_Yapılacaklar_:
A) Down sendromu metnine göre DS'li kişilerin toplam kromozom sayısı kaçtır?
B) Down sendromu metnini iki cümleyle özetleyiniz.
C) Down sendromu metninde "Sağlıklı bir insanın hücrelerinde" diye başlayan paragrafı, temel bilgilerini koruyarak madde listesi hâlinde yeniden yazınız.

_Verilen Metin_:

= = = = = = =

Geçtiğimiz Mart ayinin on yedisi ile yirmi üçü arası, her 800 doğumdan birinde görülen Down Sendromu farkındalık haftası idi. Bu sebepten dolayı bugün sizlerle bu konu hakkında biraz bilgi paylaşmak istedim.

 

  •   Yukarı doğru çekik ‘badem’ gözler
  •   Yuvarlak ve basık bir cehre
  •   Basık kemerli burun yapısı
  •   Geniş, kısa parmaklı eller
  •   Kas gevşekliği
  •   Gevsek ve bombeli karin yapısı
  •   Geniş ve kalın ense yapısı
  •   Sarkık dil yapısı
  •  Gelişim ve zeka problemleri

 

Tüm bu yazdıklarım, en çok görünen genetik bozukluklardan biri olan Down sendromun (DS) belirtileridir. DS’li çocuklarımız yukarıda belirttiğim fiziki özelliklerinden dolayı toplum içerisinde hemen fark edilirler. Fakat DS aslında bir rahatsızlık değil, genetik bir farklılıktır. Çünkü DS’lilerin bizden hiçbir eksiği yok, sadece fazlalıkları vardır.

 

Bunu anlayabilmek için isterseniz DS’lilerin birazcık iç dünyasına girelim...

 

Sağlıklı bir insanın hücrelerinde toplamda 46 olmak üzere 23 çift kromozom bulunur. Fakat DS’li kişilerin toplam kromozom sayısı ise 47’dir.  Bizlerin bütün kromozomları çifter çifter gelirken, DS’lilerin %95’inde 21. kromozomdan tam 3 tane vardır; hani demiştim ya bizden eksikleri yok diye, iste bu fazlalık DS’lilerde yapısal ve fonksiyonel farklılıklara neden oluyor.

= = = = = = =

Kayıtlı veri öğeleri
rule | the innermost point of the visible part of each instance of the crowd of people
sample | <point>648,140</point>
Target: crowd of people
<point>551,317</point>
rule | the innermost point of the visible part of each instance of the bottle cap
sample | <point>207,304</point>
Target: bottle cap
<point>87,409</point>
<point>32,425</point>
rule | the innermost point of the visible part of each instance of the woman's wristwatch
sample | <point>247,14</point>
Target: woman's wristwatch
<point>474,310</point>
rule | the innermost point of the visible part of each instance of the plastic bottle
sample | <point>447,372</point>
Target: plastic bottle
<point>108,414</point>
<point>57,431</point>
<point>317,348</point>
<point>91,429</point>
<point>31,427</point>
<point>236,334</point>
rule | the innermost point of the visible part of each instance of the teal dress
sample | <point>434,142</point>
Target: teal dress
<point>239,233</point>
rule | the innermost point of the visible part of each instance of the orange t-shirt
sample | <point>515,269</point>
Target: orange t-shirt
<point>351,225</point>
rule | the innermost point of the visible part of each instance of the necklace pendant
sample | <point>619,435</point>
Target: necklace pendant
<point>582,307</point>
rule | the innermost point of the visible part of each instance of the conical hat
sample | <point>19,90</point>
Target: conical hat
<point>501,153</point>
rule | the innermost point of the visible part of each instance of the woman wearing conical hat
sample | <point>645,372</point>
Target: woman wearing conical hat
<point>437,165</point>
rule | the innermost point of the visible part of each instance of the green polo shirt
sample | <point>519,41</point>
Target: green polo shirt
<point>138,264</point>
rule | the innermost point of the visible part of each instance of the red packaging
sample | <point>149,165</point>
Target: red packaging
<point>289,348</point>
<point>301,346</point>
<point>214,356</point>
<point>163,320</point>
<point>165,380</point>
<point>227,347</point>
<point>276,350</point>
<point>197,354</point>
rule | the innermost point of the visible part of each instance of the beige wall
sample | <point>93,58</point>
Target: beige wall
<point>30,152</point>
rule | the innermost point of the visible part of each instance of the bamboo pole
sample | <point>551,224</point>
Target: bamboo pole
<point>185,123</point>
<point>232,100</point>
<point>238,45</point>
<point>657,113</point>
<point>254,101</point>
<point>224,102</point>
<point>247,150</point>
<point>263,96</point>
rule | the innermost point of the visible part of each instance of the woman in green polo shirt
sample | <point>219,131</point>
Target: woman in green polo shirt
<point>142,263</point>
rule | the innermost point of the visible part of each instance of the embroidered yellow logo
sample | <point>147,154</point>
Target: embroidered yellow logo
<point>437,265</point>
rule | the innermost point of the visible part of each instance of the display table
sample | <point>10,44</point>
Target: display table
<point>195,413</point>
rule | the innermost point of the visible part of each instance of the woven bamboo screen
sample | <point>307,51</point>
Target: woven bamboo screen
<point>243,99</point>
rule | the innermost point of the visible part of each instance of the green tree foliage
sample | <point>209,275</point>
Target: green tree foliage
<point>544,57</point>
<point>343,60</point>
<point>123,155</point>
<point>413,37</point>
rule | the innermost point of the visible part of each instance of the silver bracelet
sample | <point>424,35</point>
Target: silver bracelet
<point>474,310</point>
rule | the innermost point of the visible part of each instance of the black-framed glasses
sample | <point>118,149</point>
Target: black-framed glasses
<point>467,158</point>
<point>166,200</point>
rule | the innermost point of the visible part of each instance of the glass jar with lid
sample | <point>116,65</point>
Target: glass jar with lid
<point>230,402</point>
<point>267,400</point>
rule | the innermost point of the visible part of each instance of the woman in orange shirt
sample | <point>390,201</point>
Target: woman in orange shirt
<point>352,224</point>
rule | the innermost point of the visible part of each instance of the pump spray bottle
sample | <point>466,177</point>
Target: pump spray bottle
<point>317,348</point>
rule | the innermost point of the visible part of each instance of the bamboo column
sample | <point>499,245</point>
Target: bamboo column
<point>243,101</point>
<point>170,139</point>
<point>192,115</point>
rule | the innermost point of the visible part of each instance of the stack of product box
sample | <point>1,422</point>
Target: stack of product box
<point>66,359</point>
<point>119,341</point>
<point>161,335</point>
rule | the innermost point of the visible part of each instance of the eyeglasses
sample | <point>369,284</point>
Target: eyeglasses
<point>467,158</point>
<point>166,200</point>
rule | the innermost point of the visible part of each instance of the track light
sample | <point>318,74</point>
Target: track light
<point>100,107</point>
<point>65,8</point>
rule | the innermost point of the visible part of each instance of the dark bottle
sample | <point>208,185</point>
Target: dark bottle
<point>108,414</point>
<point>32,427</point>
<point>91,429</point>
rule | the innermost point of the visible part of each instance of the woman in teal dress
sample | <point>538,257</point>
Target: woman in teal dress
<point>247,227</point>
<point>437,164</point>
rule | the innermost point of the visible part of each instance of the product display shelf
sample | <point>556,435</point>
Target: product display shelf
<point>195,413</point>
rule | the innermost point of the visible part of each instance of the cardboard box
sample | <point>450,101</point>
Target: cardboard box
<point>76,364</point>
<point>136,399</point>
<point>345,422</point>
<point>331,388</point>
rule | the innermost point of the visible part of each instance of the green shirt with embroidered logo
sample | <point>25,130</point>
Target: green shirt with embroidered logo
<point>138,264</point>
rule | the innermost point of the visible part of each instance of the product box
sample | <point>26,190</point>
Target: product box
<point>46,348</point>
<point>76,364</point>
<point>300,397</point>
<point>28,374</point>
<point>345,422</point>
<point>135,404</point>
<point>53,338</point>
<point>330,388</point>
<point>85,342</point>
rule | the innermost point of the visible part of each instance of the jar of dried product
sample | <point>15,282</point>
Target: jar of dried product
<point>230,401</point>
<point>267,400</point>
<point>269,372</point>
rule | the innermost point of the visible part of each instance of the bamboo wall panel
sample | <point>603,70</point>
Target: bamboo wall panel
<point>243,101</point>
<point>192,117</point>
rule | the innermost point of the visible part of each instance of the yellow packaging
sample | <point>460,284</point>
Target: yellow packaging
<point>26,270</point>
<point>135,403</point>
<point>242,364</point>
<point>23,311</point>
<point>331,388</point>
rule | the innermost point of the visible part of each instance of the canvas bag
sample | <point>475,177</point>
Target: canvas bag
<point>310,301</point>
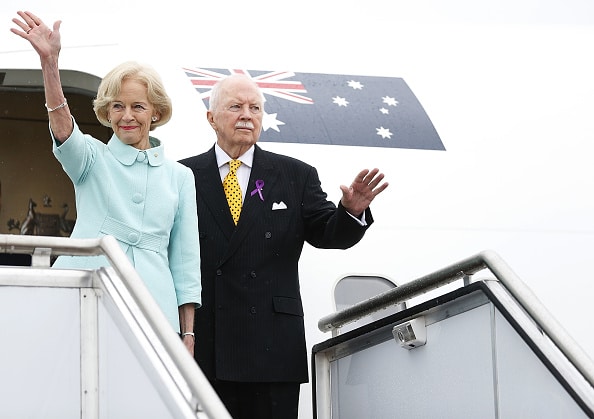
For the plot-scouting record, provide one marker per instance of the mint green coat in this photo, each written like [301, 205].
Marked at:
[147, 202]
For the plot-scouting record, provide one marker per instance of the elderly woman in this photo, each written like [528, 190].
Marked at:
[127, 188]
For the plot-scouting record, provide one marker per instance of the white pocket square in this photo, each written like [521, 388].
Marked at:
[279, 205]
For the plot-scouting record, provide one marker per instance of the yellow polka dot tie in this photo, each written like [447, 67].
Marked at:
[232, 190]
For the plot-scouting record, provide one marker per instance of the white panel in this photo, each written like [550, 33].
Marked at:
[526, 387]
[40, 353]
[126, 391]
[450, 377]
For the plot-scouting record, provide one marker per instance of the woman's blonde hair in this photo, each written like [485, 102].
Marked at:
[111, 85]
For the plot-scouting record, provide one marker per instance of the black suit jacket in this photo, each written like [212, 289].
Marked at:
[250, 326]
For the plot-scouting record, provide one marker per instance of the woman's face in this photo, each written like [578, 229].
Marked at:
[130, 114]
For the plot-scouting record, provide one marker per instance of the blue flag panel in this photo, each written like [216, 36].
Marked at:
[337, 109]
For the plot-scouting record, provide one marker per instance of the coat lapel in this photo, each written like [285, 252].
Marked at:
[254, 208]
[210, 192]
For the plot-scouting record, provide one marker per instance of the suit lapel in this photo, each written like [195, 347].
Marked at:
[254, 208]
[211, 193]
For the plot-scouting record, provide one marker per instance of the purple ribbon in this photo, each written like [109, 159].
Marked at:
[259, 186]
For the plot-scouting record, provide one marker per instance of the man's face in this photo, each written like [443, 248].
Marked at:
[237, 120]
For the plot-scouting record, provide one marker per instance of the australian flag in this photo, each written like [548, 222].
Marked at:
[334, 109]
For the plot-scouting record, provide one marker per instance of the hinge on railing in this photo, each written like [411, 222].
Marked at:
[41, 257]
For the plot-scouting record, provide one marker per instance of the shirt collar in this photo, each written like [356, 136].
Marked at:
[246, 158]
[127, 155]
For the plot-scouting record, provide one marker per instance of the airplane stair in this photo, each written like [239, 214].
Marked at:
[464, 348]
[90, 343]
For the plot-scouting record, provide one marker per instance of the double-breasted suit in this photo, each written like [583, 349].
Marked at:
[250, 327]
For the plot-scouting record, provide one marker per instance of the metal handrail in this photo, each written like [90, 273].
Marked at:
[108, 246]
[465, 268]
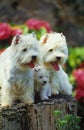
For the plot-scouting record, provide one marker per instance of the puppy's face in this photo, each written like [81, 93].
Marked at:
[54, 50]
[41, 75]
[25, 50]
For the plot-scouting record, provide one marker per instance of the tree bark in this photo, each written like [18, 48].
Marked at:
[38, 116]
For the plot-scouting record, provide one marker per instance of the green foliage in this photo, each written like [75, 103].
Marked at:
[76, 56]
[67, 122]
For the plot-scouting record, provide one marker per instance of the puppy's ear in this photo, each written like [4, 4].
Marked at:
[16, 39]
[45, 39]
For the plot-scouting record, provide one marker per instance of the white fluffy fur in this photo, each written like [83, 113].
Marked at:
[42, 85]
[55, 53]
[16, 74]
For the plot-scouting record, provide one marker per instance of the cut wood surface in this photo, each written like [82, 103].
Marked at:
[38, 116]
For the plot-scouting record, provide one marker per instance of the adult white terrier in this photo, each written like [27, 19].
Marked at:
[54, 54]
[42, 85]
[16, 73]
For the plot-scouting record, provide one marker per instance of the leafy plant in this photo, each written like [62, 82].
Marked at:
[66, 122]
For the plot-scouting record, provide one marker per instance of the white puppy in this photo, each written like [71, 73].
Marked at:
[16, 73]
[54, 53]
[42, 85]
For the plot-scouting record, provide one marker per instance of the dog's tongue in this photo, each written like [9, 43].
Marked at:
[55, 66]
[31, 65]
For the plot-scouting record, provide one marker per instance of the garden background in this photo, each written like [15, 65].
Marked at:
[41, 16]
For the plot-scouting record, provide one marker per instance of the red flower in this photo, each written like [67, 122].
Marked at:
[5, 31]
[38, 24]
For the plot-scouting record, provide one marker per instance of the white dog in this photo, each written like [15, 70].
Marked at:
[16, 73]
[42, 85]
[54, 53]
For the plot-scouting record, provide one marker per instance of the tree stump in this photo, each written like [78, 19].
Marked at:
[38, 116]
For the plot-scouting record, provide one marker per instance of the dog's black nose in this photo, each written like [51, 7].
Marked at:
[33, 57]
[58, 58]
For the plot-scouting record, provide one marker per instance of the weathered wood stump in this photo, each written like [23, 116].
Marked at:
[38, 116]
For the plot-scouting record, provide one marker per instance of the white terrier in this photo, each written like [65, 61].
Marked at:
[42, 85]
[16, 73]
[54, 53]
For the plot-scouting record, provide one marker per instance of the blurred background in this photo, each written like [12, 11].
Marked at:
[66, 16]
[41, 16]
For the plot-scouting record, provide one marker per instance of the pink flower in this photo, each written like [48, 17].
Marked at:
[2, 50]
[38, 24]
[79, 93]
[81, 65]
[5, 31]
[16, 30]
[79, 77]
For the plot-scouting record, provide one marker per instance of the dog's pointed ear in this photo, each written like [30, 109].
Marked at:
[33, 34]
[36, 69]
[16, 39]
[45, 39]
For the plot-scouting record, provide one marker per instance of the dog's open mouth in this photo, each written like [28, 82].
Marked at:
[55, 65]
[30, 64]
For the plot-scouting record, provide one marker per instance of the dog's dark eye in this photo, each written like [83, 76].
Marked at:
[24, 50]
[40, 77]
[50, 50]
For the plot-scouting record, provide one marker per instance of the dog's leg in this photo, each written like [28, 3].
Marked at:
[7, 96]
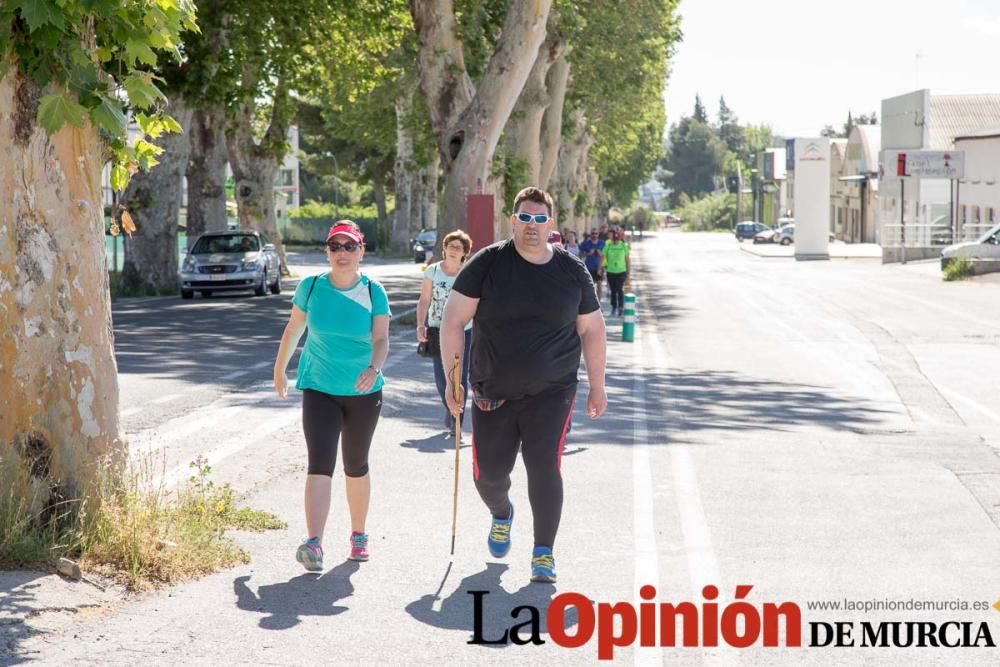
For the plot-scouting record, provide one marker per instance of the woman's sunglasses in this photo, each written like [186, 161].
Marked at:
[350, 246]
[539, 219]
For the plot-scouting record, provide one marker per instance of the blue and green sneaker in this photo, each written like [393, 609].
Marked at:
[543, 565]
[310, 554]
[499, 537]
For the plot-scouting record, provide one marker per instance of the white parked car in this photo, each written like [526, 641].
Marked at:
[986, 246]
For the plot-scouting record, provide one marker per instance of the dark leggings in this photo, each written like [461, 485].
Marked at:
[616, 283]
[537, 426]
[325, 417]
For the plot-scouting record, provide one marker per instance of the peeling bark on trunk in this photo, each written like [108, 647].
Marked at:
[58, 378]
[378, 190]
[206, 173]
[255, 165]
[425, 196]
[524, 128]
[592, 187]
[467, 121]
[405, 173]
[556, 83]
[153, 199]
[570, 156]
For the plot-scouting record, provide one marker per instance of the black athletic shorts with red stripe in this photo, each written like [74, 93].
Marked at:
[537, 426]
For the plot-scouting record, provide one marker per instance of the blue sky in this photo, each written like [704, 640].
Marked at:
[800, 64]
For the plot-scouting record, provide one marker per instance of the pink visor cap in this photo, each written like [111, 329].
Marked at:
[347, 231]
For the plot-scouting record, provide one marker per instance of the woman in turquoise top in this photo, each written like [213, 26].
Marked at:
[341, 381]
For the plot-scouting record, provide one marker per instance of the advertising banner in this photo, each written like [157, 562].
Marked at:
[812, 198]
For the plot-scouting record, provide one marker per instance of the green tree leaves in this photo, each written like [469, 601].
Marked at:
[37, 13]
[92, 57]
[58, 109]
[109, 116]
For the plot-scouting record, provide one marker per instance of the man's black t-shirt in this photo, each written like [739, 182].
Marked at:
[524, 339]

= = = = = = =

_Görev Yanıtları_:
A) DS'li kişilerin toplam kromozom sayısı 47'dir.

B) Her 800 doğumdan birinde görülen Down sendromu, en çok görünen genetik bozukluklardan biridir; çekik gözler, kas gevşekliği ve gelişim ile zekâ problemleri gibi belirtilerle kendini gösterir, ancak metin onu bir rahatsızlık değil, genetik bir farklılık olarak tanımlar. Sağlıklı bir insanın hücrelerinde 46 kromozom bulunurken DS'li kişilerde bu sayı 47'dir ve DS'lilerin %95'inde 21. kromozomdan üç tane bulunması yapısal ve fonksiyonel farklılıklara neden olur.

C)
- Sağlıklı bir insanın hücrelerinde 23 çift, toplam 46 kromozom bulunur.
- DS'li kişilerin toplam kromozom sayısı 47'dir.
- DS'lilerin %95'inde 21. kromozomdan üç tane vardır.
- Bu fazlalık, DS'lilerde yapısal ve fonksiyonel farklılıklara neden olur.